--- start of Quoted passage ---
Winthrop Family Historical Garden | Chicago, Illinois | MKSK

Winner of Honour Award in the 2023 WLA Awards – Built Small Design category

Today, Chicago’s Uptown neighborhood is known for its rich, dynamic history–defined by the mingling of cultures and customs, and arts and entertainment. The historical tapestry of Winthrop Avenue in this neighborhood dates to the early urbanization of the north side of Chicago in the early 1900’s. At the time, according to the Hyde Park Herald, a “marvelous, delicately woven chain of armor,” stretched across the city through racially restrictive land covenants; part of post-World War I efforts to legally segregate Chicago communities like Uptown, only allowing Black residents to reside on 4600 Winthrop Avenue. These social barriers, upheld through the late 1920’s to 1940’s, were interwoven into the neighborhood’s urban fabric.
--- end of Quoted passage ---
--- start of Information provided ---
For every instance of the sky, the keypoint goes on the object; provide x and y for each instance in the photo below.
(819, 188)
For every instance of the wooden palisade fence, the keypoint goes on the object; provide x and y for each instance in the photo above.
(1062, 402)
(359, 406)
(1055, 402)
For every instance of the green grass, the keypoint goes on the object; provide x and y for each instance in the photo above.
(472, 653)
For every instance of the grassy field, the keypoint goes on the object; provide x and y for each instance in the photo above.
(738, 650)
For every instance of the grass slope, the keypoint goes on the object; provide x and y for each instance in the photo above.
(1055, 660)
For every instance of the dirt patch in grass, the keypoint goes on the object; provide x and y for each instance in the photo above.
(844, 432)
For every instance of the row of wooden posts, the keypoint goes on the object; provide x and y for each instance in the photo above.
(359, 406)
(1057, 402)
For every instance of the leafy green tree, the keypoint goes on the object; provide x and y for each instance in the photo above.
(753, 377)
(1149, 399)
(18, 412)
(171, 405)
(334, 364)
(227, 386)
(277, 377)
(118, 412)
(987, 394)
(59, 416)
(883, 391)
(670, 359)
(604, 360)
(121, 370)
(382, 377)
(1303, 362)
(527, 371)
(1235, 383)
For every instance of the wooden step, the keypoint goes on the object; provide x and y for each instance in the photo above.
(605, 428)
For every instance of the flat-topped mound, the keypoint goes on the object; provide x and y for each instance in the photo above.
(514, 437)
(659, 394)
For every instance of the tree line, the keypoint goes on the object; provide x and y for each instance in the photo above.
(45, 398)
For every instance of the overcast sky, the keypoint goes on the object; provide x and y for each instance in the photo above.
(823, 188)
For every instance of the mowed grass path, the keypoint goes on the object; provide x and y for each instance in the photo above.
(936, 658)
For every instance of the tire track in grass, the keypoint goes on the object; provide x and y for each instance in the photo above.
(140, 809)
--- end of Information provided ---
## Written task
Extend the text about the Winthrop Family Historical Garden in Chicago's Uptown neighborhood, starting right after its final sentence.

## Expected output
In the early 1920’s, additional rail lines and prominent theaters, arts, and entertainment venues such as the Aragon Ballroom, Riviera Theatre, Uptown Theatre, and Green Mill Jazz Club attracted a wealthy business class, establishing Uptown as a premier commercial and entertainment destination on Chicago’s north side while inviting downtown dwellers as a summer resort town. As the upper social classes grew in Uptown, the construction of luxury hotels, apartment buildings, and high-end homes developed throughout the community. At the same time, Black residents moved to Uptown to support this growing community through service jobs. While Black families were segregated to living along Winthrop Avenue, they formed a tightly knit, resilient community despite systemic resistance to their presence within the neighborhood.

The 1950’s brought major changes to Uptown. As wealthier residents ventured to the suburbs, former high-end hotels were converted into affordable units. Appalachian, Indigenous, and East Asian American immigrant communities, including the city’s working class, were drawn to the affordability of Uptown. Yet the foundation of this migration to the Uptown area was first laid by the Winthrop family who paved the way for a developing community that exists in Uptown still today.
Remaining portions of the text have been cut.